(Records from a dataset)
---+---
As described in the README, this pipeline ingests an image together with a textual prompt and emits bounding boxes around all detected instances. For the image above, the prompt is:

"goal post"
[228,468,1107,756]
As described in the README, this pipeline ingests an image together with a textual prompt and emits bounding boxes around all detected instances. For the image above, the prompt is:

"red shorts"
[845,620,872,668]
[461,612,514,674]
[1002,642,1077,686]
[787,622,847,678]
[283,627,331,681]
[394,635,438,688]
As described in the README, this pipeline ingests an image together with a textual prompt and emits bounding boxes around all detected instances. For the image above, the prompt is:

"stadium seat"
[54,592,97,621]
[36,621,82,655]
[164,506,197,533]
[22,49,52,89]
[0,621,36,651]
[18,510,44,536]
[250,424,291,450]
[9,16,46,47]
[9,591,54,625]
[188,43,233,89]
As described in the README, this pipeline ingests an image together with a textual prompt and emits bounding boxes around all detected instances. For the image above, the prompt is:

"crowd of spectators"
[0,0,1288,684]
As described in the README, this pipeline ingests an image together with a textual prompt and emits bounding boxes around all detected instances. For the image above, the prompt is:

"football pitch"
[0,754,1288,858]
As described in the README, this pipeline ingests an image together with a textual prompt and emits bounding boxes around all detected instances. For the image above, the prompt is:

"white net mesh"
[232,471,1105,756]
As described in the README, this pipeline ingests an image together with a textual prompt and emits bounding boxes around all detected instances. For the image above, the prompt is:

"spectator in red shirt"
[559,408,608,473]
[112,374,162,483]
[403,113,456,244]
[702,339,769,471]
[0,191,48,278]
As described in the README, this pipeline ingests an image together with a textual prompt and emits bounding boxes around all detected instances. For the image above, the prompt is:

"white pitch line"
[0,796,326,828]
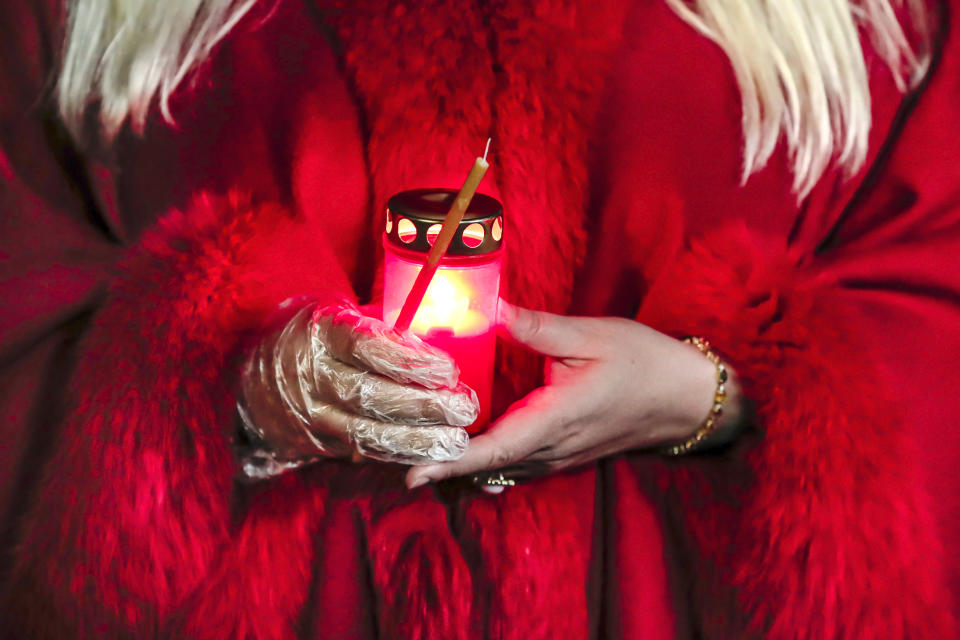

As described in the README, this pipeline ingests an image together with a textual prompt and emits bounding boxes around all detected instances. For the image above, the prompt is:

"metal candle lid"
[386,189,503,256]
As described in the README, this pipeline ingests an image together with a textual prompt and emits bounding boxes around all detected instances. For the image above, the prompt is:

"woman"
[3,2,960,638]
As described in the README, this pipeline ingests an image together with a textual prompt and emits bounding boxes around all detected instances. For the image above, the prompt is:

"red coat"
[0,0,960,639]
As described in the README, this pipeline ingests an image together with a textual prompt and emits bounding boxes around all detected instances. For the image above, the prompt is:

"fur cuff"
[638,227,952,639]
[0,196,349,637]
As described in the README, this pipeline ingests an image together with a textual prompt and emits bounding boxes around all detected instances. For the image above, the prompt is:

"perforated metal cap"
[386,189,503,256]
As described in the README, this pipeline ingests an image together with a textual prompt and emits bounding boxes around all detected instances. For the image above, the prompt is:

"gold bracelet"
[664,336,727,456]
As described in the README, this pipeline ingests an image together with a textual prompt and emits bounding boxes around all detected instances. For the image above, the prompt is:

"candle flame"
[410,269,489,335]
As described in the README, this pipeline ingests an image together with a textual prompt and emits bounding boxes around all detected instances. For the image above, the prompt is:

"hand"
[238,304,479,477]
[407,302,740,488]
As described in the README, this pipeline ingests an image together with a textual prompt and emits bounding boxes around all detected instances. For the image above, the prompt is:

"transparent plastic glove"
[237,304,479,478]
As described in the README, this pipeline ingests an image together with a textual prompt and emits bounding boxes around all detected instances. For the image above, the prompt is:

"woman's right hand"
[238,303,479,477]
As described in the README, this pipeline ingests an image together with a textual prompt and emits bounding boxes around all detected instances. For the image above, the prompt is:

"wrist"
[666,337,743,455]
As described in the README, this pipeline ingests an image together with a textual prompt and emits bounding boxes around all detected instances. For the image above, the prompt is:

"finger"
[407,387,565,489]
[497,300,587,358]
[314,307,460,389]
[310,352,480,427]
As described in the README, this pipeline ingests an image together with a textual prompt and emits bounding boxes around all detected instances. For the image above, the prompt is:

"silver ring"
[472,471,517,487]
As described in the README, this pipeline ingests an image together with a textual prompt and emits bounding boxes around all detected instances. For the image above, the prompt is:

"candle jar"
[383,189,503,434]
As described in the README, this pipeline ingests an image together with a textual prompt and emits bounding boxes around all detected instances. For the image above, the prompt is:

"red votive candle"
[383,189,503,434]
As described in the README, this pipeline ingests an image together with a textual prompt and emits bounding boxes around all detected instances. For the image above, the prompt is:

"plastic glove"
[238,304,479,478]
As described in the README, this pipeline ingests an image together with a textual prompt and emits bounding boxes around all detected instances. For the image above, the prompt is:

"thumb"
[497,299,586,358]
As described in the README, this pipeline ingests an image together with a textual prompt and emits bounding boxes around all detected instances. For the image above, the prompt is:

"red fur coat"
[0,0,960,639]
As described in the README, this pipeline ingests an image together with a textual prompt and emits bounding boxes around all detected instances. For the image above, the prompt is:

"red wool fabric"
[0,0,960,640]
---+---
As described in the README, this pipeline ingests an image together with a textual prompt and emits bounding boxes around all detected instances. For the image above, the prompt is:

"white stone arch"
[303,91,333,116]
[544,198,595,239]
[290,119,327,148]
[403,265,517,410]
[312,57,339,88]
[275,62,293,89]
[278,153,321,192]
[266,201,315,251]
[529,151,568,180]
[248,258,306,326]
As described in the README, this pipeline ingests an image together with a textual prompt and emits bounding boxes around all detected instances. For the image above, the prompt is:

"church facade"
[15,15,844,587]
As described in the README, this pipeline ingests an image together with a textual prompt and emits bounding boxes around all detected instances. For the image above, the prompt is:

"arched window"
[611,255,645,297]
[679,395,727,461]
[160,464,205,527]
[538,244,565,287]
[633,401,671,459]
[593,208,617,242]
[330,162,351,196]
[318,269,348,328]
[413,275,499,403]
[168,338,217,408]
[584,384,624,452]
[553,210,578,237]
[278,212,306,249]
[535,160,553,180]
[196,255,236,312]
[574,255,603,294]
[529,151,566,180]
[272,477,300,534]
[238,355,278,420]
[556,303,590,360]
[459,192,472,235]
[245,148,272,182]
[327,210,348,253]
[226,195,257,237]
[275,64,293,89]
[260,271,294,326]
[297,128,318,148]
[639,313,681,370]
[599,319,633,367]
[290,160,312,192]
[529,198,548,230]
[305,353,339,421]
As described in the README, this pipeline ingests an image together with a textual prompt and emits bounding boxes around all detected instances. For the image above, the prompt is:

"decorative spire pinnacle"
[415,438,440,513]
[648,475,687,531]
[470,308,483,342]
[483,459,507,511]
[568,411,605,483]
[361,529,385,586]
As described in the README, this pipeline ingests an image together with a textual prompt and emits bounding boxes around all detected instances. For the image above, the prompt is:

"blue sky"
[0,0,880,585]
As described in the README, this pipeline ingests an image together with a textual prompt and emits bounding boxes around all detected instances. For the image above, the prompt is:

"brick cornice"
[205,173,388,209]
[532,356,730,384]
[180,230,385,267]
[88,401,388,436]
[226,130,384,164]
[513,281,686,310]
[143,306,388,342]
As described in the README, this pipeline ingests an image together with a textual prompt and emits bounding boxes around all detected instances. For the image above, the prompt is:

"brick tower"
---+---
Report each line of the records above that contains the string "plastic". Only matches with the same letter case count.

"transparent plastic glove"
"plastic glove"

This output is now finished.